Text section =
┏━━
What else can I cook in a pressure cooker?
Pressure cooking is great on many things - beans, lentils (traditional they'd take at least 30 min), grains, and slower cooking vegetables like cabbage and root vegetables. And soups and broth - Butternut soup is ridiculously fast (after all the work of chopping and peeling). BTW I find beans from pressure cooker have excellent texture, though slight timing different can make quite a difference.
Also maybe things like rice pudding, apple sauce, etc..
And ditto Lorna Sass cookbooks.
I fell in love with my girlfriend's pressure cooker when I realized that I could have corned beef and cabbage in about an hour. I cooked the brisket for about 45 minutes, the cabbage and potatoes for 7. It wound up being more flavorful, moist and tender than any corned beef I've cooked before. I highly recommend it.
Red beans and rice:
1 pound dry red kidney beans (Camellia brand if you can find them)
┗━━
Stored data =
┏━━
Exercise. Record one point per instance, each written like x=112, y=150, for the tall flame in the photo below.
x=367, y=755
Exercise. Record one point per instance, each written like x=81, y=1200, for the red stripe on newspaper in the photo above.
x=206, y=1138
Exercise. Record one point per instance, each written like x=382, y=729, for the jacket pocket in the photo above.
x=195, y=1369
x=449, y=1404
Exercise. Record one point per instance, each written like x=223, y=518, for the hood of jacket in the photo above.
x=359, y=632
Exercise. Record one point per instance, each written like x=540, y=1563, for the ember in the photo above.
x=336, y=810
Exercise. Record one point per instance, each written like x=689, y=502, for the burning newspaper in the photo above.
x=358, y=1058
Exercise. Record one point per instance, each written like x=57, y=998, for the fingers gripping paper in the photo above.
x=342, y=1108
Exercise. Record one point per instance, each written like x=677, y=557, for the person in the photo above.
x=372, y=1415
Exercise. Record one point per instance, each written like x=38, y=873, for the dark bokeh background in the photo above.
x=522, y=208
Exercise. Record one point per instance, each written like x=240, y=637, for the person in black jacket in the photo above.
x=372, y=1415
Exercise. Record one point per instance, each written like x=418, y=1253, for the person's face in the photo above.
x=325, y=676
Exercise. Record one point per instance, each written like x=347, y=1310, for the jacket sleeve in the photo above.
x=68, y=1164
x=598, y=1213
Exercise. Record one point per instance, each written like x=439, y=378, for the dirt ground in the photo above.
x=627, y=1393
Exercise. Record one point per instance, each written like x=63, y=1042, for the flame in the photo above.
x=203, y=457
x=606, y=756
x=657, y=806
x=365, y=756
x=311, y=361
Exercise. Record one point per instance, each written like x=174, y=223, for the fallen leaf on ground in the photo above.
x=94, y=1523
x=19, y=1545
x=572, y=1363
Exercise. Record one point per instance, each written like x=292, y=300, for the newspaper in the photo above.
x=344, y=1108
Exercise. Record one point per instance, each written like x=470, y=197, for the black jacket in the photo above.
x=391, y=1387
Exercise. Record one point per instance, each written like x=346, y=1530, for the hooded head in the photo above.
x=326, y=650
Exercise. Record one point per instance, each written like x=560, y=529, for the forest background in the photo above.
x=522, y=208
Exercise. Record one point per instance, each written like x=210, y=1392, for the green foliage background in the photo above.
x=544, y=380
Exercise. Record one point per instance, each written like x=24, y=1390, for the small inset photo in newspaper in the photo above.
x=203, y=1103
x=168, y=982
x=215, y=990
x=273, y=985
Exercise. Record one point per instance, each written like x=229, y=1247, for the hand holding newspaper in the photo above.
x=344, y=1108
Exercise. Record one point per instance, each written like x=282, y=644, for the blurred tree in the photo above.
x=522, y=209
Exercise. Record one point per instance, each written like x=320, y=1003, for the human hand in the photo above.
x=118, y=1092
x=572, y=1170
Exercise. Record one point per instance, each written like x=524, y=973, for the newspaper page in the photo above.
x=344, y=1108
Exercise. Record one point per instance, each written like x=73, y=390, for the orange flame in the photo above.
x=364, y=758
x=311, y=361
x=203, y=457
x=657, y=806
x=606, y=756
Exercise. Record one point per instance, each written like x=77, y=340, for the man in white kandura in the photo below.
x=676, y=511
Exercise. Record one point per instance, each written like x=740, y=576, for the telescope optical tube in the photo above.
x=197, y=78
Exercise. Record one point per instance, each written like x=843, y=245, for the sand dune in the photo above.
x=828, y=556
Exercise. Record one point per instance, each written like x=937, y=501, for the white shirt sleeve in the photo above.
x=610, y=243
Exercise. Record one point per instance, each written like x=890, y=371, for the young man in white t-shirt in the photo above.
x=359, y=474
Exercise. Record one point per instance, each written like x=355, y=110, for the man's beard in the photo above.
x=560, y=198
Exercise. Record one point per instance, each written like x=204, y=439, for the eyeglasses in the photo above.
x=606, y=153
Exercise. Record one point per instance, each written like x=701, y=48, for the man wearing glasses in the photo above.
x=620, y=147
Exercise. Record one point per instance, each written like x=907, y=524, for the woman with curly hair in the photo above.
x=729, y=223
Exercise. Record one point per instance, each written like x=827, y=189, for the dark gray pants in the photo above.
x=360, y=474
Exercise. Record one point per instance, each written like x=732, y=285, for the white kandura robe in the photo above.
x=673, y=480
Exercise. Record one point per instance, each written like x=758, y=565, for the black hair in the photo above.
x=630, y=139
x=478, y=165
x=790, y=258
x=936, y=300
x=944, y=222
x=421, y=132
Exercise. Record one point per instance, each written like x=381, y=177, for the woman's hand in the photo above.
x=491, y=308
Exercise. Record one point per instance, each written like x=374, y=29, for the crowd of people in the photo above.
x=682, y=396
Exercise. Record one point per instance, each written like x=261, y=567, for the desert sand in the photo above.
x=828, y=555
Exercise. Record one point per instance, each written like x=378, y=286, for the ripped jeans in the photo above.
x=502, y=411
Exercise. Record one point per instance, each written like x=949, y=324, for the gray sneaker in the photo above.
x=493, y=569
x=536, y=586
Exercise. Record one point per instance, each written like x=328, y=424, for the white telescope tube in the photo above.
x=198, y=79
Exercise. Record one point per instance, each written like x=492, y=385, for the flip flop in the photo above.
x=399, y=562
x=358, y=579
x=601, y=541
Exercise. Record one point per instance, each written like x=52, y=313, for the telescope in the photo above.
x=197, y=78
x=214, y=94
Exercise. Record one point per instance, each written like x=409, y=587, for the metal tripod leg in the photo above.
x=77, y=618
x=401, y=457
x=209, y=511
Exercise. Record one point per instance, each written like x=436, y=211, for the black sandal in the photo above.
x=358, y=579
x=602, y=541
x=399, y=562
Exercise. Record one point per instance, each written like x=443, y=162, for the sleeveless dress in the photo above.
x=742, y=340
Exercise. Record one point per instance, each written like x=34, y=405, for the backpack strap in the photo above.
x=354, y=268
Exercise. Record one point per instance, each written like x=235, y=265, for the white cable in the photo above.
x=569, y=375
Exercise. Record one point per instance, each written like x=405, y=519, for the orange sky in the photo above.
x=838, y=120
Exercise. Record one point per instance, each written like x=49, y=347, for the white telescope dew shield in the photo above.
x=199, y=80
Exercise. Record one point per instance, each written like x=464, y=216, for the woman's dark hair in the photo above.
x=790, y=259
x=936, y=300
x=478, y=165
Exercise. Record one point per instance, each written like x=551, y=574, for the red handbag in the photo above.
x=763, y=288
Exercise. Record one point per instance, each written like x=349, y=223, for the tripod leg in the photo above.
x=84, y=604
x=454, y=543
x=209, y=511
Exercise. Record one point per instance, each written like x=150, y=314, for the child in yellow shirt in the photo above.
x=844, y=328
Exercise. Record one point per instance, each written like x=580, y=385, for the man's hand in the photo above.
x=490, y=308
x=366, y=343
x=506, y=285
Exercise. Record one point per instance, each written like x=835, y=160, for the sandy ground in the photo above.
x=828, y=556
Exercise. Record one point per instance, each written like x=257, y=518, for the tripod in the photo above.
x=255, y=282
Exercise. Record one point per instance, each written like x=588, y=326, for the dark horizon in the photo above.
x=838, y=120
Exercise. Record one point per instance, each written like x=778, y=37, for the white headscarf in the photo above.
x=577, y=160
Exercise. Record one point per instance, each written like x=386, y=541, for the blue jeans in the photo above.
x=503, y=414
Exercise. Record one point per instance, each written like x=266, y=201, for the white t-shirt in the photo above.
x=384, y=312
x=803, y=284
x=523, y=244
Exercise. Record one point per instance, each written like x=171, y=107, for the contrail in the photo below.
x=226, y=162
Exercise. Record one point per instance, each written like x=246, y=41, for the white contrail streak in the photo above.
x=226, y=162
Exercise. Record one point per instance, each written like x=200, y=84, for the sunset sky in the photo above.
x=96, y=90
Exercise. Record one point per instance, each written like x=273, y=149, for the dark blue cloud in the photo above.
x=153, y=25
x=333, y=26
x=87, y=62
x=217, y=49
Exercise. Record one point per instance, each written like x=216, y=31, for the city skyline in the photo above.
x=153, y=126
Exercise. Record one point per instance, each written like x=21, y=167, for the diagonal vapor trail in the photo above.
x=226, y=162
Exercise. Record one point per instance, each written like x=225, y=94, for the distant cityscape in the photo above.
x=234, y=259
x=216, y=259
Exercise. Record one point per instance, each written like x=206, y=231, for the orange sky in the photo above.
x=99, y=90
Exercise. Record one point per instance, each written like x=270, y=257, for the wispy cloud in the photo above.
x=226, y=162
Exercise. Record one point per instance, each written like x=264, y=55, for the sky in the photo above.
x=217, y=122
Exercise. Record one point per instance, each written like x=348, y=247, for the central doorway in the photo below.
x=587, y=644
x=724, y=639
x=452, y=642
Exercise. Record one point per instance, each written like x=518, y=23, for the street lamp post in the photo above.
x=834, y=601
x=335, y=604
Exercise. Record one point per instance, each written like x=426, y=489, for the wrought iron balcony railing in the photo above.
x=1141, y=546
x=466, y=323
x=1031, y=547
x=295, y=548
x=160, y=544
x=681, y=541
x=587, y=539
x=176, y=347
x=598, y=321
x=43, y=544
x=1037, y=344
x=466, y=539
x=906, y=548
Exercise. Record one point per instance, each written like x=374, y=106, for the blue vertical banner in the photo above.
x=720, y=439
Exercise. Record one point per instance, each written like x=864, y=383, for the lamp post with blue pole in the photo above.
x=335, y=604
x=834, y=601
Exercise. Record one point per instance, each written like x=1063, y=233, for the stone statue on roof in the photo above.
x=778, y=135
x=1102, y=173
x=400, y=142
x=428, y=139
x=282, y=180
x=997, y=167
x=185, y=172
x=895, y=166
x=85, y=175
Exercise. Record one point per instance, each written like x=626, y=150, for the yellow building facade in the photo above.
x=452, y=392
┗━━
Work to do =
(a) In the pressure cooker text, how long was the brisket cooked for the corned beef and cabbage?
(b) Copy the pressure cooker text word for word, from "What else can" to "highly recommend it.".

Solutions by task =
(a) About 45 minutes.

(b)
What else can I cook in a pressure cooker?
Pressure cooking is great on many things - beans, lentils (traditional they'd take at least 30 min), grains, and slower cooking vegetables like cabbage and root vegetables. And soups and broth - Butternut soup is ridiculously fast (after all the work of chopping and peeling). BTW I find beans from pressure cooker have excellent texture, though slight timing different can make quite a difference.
Also maybe things like rice pudding, apple sauce, etc..
And ditto Lorna Sass cookbooks.
I fell in love with my girlfriend's pressure cooker when I realized that I could have corned beef and cabbage in about an hour. I cooked the brisket for about 45 minutes, the cabbage and potatoes for 7. It wound up being more flavorful, moist and tender than any corned beef I've cooked before. I highly recommend it.